**Task:**
Render the lines below as a two-column CSV with the headers input and output. Each row pairs one piece of text with its answer, with each value in a single quoted field and its line breaks turned into spaces.

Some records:
-- start --

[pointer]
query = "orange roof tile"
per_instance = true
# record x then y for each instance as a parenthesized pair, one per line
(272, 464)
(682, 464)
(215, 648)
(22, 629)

-- end --

**Response:**
input,output
"[pointer] query = ""orange roof tile"" per_instance = true # record x then y for each instance as a parenthesized pair, one per line","(272, 464) (682, 464) (215, 648) (22, 629)"